_Selected text_
..............................
The Red Hat, CentOS and Fedora documentation is much stronger, despite being less voluminous. The Red Hat based systems, are also the most popular, and so examples and discussions on the web abound. I’ve found them to be the easiest to find solutions for. If you’re new to Linux going with the most popular distro might be wise.

Gentoo has shockingly good official documentation with fantastic examples. The distro itself falls down in numerous other categories for server usage (pretty much all of the above, as far as I can tell), but the documentation is simply awesome. Whatever process they’ve used for their documentation ought to be replicated by the other distributions, because despite the youth of the Gentoo platform, it has far better official documentation than any other distribution. Hell, I need to spend some time studying how the Gentoo documentation project is run, so I can replicate it for Virtualmin and Webmin.

SUSE is far more popular on desktops than servers, and so server-related documentation is slimmer than we’d like. It is also less popular than Debian/Ubuntu and the Red Hat based systems, and so finding stuff on the web is less likely. The official documentation is of good quality, but again, there is simply less topic coverage.

Mandriva also has reasonably good official documentation, though it also is more popular on the desktop, and so much of the official and unofficial documentation is focused on things that we, as server administrators, don’t care about.

Your Use Case

This one is more difficult to give advice on, because it depends on what you’re doing with your system. If you’re a .net developer, you might look to SUSE, because Mono is a core part of that system. If you like Python, you might consider Red Hat or CentOS, because Python is an important part of their system and thus the packages are well-cared for in the official repository. Perl is well-supported by all of the distributions (though Mandriva and Debian have the most official packages for various CPAN modules), and Ruby is equally poorly supported by all of them (though Debian 4.0 seems to have improved remarkably on this front). Debian and Ubuntu are particularly strong on PHP, as they provide official packages for both PHP4 and PHP5, and they can co-exist on the same system (it took me weeks to replicate this capability on the Red Hat based systems).
..............................
_What this exercise asks_
**a)** Repeat the passage on Linux distributions word for word, beginning with "Mandriva also has" and stopping after "don’t care about.".
**b)** List every Linux distribution that the passage on Linux distributions mentions by name.

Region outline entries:
..............................
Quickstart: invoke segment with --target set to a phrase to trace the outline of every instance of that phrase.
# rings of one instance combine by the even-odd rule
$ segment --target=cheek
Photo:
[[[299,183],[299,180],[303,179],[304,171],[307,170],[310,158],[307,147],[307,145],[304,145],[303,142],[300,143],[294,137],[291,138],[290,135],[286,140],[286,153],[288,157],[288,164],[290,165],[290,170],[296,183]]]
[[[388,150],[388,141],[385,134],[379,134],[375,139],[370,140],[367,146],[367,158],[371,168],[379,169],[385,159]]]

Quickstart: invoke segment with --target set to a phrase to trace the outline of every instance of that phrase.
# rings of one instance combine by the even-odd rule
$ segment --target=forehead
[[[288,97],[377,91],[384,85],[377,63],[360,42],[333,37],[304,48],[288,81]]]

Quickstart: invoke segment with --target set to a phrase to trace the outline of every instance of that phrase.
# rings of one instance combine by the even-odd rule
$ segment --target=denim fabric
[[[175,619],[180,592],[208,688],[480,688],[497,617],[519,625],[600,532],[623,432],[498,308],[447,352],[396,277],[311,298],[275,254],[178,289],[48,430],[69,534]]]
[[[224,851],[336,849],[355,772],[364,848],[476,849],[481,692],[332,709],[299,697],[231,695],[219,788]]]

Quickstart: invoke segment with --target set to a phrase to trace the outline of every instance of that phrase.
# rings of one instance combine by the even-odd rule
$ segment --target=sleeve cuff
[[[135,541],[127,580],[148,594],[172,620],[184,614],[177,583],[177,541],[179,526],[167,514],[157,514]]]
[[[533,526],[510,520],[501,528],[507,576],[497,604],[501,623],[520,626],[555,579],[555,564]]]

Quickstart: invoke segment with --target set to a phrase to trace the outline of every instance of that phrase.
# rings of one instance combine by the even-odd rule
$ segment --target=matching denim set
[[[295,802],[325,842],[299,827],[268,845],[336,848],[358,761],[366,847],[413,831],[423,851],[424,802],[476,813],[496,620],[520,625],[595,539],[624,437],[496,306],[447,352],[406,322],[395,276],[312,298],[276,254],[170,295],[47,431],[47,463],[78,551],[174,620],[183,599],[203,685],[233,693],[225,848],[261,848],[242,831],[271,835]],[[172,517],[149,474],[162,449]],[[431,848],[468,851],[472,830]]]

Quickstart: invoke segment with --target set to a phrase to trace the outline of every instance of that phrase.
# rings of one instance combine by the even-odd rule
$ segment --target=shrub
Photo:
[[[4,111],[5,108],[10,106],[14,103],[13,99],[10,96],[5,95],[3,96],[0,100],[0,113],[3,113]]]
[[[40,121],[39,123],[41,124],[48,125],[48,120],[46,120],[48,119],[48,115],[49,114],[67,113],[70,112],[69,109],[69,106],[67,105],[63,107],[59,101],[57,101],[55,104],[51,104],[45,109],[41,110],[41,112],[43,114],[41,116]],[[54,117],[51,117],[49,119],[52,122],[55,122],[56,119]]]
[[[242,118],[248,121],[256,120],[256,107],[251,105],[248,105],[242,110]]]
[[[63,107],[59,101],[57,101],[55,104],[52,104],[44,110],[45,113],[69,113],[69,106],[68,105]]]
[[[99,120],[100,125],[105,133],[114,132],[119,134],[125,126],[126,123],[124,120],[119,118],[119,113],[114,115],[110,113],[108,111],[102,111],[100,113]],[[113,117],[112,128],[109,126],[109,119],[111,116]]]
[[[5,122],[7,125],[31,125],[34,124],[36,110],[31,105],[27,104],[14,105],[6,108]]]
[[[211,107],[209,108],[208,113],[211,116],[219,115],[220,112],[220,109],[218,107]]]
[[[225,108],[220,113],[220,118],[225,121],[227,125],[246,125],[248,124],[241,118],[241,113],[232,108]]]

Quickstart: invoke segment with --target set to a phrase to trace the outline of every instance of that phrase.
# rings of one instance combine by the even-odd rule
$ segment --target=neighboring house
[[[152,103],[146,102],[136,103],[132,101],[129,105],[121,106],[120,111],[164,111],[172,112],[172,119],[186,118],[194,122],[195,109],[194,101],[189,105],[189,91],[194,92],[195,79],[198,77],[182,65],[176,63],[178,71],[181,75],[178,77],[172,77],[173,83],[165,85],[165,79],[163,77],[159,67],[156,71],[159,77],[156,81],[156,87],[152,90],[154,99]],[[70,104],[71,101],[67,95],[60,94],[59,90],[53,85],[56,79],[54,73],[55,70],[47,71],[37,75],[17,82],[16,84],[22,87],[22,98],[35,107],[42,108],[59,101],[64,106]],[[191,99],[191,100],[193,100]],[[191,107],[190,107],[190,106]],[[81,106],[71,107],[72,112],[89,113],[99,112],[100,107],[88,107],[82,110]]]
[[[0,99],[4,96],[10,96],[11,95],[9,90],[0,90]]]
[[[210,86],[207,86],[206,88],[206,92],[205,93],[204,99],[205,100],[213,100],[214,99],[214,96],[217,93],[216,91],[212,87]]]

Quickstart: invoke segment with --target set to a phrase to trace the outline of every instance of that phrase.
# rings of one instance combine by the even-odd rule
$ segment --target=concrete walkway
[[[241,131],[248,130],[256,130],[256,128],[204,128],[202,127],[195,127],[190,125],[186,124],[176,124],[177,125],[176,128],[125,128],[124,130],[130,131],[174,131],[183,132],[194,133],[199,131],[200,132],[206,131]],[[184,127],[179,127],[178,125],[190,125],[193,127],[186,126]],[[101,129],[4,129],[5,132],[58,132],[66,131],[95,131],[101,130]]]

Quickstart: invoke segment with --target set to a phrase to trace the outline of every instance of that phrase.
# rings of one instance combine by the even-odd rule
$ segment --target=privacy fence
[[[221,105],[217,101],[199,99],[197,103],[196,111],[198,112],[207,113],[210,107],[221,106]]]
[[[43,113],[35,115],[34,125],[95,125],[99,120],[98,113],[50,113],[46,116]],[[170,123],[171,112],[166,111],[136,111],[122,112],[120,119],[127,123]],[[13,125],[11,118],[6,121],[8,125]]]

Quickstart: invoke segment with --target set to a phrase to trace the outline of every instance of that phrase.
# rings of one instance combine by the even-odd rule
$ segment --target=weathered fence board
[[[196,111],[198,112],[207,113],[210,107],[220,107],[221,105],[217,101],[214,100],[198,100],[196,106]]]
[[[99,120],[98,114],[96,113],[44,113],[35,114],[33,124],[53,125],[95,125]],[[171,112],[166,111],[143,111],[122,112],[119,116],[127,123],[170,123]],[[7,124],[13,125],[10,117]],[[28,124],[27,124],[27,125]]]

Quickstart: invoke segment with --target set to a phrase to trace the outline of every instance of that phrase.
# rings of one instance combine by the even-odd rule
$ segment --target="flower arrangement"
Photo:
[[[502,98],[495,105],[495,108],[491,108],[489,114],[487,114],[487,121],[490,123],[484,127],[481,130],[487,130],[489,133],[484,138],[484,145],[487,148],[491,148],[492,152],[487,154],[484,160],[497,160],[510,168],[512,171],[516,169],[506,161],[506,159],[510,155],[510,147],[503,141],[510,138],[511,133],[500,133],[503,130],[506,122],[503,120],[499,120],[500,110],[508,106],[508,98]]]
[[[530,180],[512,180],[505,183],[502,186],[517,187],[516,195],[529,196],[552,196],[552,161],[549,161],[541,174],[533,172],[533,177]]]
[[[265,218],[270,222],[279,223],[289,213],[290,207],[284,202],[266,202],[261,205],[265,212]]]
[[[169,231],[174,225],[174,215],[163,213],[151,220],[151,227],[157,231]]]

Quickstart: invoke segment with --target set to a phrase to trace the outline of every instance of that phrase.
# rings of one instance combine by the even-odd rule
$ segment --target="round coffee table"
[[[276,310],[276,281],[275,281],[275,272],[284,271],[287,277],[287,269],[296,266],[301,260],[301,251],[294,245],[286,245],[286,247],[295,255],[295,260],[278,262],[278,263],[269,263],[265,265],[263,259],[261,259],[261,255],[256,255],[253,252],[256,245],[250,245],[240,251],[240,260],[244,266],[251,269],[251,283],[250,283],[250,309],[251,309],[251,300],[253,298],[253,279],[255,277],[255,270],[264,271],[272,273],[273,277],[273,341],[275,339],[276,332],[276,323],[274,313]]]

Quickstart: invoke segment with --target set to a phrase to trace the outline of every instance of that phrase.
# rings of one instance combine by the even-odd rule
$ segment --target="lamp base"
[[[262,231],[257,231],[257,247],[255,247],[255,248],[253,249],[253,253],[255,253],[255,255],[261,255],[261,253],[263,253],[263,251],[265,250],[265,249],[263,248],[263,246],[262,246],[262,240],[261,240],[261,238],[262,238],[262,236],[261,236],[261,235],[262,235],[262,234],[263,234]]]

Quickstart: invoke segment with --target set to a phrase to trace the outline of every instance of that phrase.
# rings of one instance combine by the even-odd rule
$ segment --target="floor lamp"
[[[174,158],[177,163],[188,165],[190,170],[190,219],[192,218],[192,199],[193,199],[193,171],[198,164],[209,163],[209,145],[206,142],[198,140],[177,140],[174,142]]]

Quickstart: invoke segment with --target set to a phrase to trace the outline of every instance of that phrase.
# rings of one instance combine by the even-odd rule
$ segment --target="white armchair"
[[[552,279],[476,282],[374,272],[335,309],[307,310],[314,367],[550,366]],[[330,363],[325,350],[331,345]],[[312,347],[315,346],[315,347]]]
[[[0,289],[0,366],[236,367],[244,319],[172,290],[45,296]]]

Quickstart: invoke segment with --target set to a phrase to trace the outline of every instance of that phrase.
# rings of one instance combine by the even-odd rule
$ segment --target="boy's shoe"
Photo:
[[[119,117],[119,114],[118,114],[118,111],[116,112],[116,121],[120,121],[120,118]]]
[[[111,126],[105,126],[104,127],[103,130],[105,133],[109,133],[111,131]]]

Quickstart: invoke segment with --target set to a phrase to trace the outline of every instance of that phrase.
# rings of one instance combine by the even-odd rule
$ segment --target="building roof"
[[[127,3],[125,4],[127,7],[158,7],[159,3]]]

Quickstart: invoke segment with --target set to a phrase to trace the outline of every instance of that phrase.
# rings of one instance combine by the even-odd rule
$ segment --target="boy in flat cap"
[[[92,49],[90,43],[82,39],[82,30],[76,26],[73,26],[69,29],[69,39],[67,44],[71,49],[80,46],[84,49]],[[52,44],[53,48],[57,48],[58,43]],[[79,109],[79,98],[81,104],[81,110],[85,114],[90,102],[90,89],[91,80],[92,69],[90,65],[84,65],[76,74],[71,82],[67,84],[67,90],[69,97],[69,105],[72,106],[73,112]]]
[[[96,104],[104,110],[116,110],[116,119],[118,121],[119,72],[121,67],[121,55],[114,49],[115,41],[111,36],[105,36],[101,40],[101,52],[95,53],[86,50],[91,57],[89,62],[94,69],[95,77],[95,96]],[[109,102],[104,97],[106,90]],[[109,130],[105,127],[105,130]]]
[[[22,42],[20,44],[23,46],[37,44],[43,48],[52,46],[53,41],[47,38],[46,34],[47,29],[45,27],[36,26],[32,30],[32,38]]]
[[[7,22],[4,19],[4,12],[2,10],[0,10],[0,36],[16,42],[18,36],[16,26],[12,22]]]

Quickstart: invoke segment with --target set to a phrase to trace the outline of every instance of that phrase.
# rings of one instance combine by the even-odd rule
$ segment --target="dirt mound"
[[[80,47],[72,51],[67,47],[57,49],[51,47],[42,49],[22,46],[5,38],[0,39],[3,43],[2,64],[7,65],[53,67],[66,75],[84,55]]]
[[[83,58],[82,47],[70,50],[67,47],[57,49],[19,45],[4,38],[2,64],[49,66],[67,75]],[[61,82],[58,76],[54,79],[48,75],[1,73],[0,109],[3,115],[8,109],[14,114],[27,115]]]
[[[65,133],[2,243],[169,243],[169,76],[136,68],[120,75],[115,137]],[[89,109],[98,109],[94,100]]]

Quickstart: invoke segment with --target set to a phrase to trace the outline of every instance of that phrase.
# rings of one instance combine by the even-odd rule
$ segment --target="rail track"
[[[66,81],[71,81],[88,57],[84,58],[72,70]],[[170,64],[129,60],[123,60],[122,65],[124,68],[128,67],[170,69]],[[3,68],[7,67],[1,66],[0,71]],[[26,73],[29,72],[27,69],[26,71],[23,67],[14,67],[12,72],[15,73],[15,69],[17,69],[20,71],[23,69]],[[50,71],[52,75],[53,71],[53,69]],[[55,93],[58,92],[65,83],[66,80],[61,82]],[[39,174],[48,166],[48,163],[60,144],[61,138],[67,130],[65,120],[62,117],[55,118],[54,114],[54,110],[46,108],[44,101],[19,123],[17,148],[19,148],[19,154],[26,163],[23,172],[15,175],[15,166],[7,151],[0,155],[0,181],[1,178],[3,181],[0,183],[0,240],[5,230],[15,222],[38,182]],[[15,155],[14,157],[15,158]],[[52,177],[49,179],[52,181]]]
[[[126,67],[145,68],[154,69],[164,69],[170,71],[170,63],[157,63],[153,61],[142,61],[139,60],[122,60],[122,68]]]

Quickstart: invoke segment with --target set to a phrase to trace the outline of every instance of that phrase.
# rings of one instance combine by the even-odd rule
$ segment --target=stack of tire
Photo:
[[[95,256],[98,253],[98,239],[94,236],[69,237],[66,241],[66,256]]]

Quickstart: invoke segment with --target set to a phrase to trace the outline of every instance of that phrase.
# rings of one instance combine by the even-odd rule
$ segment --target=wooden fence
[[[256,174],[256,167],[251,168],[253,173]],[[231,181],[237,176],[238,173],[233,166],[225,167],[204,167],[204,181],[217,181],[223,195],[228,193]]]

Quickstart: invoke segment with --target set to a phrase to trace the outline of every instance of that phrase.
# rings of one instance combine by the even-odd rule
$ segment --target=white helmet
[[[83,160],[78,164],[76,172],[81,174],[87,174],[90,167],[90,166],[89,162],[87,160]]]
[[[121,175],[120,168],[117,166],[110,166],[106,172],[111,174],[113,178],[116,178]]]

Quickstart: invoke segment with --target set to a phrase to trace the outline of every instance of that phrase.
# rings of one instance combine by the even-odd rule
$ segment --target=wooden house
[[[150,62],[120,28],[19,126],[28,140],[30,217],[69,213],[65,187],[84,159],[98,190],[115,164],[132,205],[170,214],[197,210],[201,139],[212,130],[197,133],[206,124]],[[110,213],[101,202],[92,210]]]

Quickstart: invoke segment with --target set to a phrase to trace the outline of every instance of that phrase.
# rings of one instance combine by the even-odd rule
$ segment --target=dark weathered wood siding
..............................
_The results_
**a)**
Mandriva also has reasonably good official documentation, though it also is more popular on the desktop, and so much of the official and unofficial documentation is focused on things that we, as server administrators, don’t care about.

**b)**
Red Hat
CentOS
Fedora
Gentoo
SUSE
Debian
Ubuntu
Mandriva